<<<<

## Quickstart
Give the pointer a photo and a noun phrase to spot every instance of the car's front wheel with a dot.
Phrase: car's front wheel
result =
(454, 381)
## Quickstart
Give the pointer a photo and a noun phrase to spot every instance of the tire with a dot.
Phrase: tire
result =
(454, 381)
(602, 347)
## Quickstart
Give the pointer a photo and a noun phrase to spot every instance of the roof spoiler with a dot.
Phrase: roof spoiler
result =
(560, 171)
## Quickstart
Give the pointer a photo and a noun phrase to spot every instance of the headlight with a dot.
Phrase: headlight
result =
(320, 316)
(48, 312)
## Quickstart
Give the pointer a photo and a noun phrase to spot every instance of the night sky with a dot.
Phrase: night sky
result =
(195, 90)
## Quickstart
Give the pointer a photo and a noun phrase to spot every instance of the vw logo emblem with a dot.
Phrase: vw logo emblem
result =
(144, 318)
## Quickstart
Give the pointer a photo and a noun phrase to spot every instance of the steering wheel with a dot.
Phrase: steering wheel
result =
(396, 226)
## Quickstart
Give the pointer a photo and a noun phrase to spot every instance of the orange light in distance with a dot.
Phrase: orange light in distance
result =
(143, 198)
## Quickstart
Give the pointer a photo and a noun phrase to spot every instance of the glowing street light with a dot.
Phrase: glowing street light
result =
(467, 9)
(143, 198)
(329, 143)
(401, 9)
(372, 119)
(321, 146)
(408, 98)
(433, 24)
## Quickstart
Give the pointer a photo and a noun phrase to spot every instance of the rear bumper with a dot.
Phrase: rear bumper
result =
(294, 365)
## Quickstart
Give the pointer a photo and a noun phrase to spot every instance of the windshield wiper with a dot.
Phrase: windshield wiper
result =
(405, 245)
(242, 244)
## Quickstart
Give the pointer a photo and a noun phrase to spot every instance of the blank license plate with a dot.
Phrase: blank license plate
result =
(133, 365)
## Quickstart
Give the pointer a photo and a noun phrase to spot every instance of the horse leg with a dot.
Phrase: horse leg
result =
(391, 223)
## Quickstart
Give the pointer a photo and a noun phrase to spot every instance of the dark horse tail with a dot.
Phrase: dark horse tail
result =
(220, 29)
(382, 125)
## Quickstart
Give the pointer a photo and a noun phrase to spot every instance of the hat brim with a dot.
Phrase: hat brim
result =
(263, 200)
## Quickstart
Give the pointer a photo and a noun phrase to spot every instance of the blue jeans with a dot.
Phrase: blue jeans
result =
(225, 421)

>>>>

WHAT IS REQUIRED: Reproduce the full set of entries above exactly, without dropping a line.

EXPECTED OUTPUT:
## Quickstart
Give the pointer a photo and a noun phrase to spot every instance of the car's front wheel with a dot.
Phrase: car's front wheel
result =
(454, 381)
## Quickstart
Give the pointer a photo and a noun phrase to spot every instance of the tire with a dot.
Phrase: tire
result =
(454, 381)
(602, 347)
## Quickstart
Give the pointer a photo and a noun phrase to spot every instance of the roof spoiler with a dot.
Phrase: roof spoiler
result =
(560, 171)
## Quickstart
Give the pointer a photo and a noun phrase to spot every instance of the headlight with a dot.
Phrase: headlight
result =
(320, 316)
(48, 312)
## Quickstart
Give the pointer a photo and a noun phrase to spot every instance of the night sky with a dot.
Phrase: night sky
result =
(195, 90)
## Quickstart
Give the pointer a photo and a noun phrase to spot every instance of the vw logo emblem with a dot.
Phrase: vw logo emblem
result =
(144, 318)
## Quickstart
Give the pointer a photo and a noun phrase to spot every instance of the steering wheel with a dot.
Phrase: steering wheel
result =
(396, 226)
## Quickstart
Give the pointer a photo and a noun phrase to spot every instance of the orange light in distance with a dot.
Phrase: orange light in distance
result =
(143, 198)
## Quickstart
Give the pointer a photo and a noun phrase to spot every instance of the glowing street light with a dot.
Phrase: glowing street light
result =
(467, 9)
(143, 198)
(329, 143)
(401, 9)
(372, 119)
(321, 146)
(408, 98)
(433, 24)
## Quickstart
Give the pointer a photo and a noun phrase to spot every instance of the rear bumper with a dot.
Phrase: rear bumper
result =
(294, 365)
## Quickstart
Give the pointer a photo and a noun phrase to spot every instance of the windshield wiper with a dot.
Phrase: windshield wiper
result =
(405, 245)
(242, 244)
## Quickstart
Give the pointer a photo and a noun phrase to spot every instance of the blank license plate with a dot.
Phrase: blank license plate
result =
(133, 365)
## Quickstart
Give the pointer a photo and a noun phrase to spot every instance of the horse leg with a dot.
Phrase: horse leg
result =
(391, 223)
## Quickstart
Give the pointer a photo and a noun phrase to spot every instance of the dark horse tail with a dot.
Phrase: dark horse tail
result =
(220, 29)
(382, 125)
## Quickstart
Give the pointer a photo and a noun phrase to spot every instance of the hat brim with a dot.
Phrase: hat brim
result =
(263, 200)
## Quickstart
Give the pointer a photo and a noun phrase to spot every instance of the blue jeans with a dot.
Phrase: blue jeans
result =
(225, 421)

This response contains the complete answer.